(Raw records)
|---|

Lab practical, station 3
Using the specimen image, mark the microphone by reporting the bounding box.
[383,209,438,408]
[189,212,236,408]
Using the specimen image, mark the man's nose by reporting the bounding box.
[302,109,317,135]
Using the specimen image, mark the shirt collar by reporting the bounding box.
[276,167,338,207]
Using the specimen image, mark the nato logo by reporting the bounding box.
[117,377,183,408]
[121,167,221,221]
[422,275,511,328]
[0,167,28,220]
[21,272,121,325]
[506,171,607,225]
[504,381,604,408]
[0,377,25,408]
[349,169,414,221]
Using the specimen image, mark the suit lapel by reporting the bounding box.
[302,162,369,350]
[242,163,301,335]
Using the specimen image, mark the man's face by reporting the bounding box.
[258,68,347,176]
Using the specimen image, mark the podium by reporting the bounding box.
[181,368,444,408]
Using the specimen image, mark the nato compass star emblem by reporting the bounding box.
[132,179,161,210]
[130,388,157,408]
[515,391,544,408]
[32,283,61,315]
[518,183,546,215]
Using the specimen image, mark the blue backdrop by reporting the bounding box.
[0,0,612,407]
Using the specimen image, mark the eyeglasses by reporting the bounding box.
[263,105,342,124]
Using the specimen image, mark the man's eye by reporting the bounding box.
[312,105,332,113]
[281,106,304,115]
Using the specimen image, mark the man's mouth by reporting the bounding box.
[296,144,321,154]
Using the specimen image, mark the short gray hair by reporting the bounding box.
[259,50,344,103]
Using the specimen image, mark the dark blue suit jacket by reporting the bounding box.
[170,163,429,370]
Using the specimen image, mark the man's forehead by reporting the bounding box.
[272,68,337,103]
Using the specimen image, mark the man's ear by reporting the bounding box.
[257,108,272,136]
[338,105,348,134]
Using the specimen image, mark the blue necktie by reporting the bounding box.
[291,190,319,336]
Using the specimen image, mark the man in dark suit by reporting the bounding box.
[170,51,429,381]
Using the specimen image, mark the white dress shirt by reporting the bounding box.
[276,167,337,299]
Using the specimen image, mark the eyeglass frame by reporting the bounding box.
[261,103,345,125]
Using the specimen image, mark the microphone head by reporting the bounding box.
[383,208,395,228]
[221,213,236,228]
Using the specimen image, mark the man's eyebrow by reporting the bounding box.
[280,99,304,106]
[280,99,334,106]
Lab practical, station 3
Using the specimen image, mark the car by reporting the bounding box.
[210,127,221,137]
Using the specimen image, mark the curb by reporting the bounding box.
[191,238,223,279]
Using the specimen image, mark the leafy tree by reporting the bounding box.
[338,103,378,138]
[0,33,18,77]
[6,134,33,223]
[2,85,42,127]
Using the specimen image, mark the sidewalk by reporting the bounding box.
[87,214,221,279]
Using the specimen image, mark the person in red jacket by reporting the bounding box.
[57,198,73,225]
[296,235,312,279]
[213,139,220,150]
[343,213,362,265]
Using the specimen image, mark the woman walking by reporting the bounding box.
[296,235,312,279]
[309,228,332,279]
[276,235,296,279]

|---|

## INSTRUCTIONS TO FOLLOW:
Rewrite the rows above, replacing every "reporting" with "giving" and leaving everything else unchanged.

## ANSWER TO THE TASK:
Lab practical, station 3
Using the specimen image, mark the microphone by giving the bounding box.
[383,209,438,408]
[189,212,236,408]
Using the specimen image, mark the man's nose by giving the bounding box.
[302,109,317,135]
Using the specimen image, mark the shirt collar by giving the bounding box.
[276,167,338,207]
Using the specimen image, mark the nato logo by giving the bounding box.
[117,377,183,408]
[121,167,221,221]
[422,275,511,328]
[0,167,28,220]
[21,272,121,325]
[506,171,607,225]
[504,381,604,408]
[0,377,25,408]
[349,169,414,221]
Using the specimen image, mark the suit lapel by giving the bounding box.
[302,162,369,350]
[242,163,301,335]
Using the specimen image, mark the man's face by giving the bounding box.
[258,68,347,176]
Using the specimen image, mark the podium by giving the bounding box.
[181,368,444,408]
Using the specimen image, mark the nato compass star emblem by giving the bounding box.
[132,179,161,210]
[130,388,157,408]
[515,391,544,408]
[32,283,61,315]
[518,183,546,215]
Using the specimen image, mark the blue backdrop by giving the bounding box.
[0,0,612,407]
Using the specimen image, mark the eyeglasses by giving the bounding box.
[263,105,342,124]
Using the specimen image, mark the man's eye by giving the bounding box.
[312,105,332,113]
[281,106,304,115]
Using the specimen image, mark the man's mouth by giving the bounding box.
[296,144,321,154]
Using the specimen image, mark the short gray hair by giving the bounding box.
[259,50,344,103]
Using the specimen image, mark the dark blue suit jacket by giving the bounding box.
[170,163,429,370]
Using the specimen image, mark the man's forehead by giving the bounding box.
[272,68,337,103]
Using the specimen image, mark the man's ear by giving the bounding box.
[257,108,272,136]
[338,105,348,134]
Using the specimen image, mark the blue necktie by giving the bounding box.
[291,190,319,336]
Using the specimen image, mark the man in dark suit by giving the bounding box.
[170,51,429,381]
Using the specimen image, mark the white dress shirt by giving the bounding box.
[276,167,337,299]
Using the specimen image, mark the eyeglass frame by giving the bounding box.
[261,103,345,125]
Using the specimen image, mark the microphone head by giving the bounding box.
[383,208,395,228]
[221,213,236,228]
Using the specimen image, mark the man's eyebrow by giving the bounding box.
[280,99,304,106]
[280,99,334,106]
Lab practical, station 3
Using the specimen image, mark the car by giving the bounding box.
[210,127,221,137]
Using the specimen image, mark the curb by giving the bounding box.
[191,238,223,279]
Using the specimen image, mark the leafy tree by giving the bounding box.
[338,103,378,138]
[0,33,18,77]
[6,134,33,223]
[2,85,42,127]
Using the specimen image, mark the sidewalk by giving the bounding box.
[87,214,221,279]
Using the specimen image, mark the person in red jacket by giving the bounding box.
[57,198,73,225]
[296,235,312,279]
[213,139,220,150]
[343,213,362,265]
Using the specimen image, mark the woman walking by giving the bounding box.
[296,235,312,279]
[309,228,332,279]
[276,235,296,279]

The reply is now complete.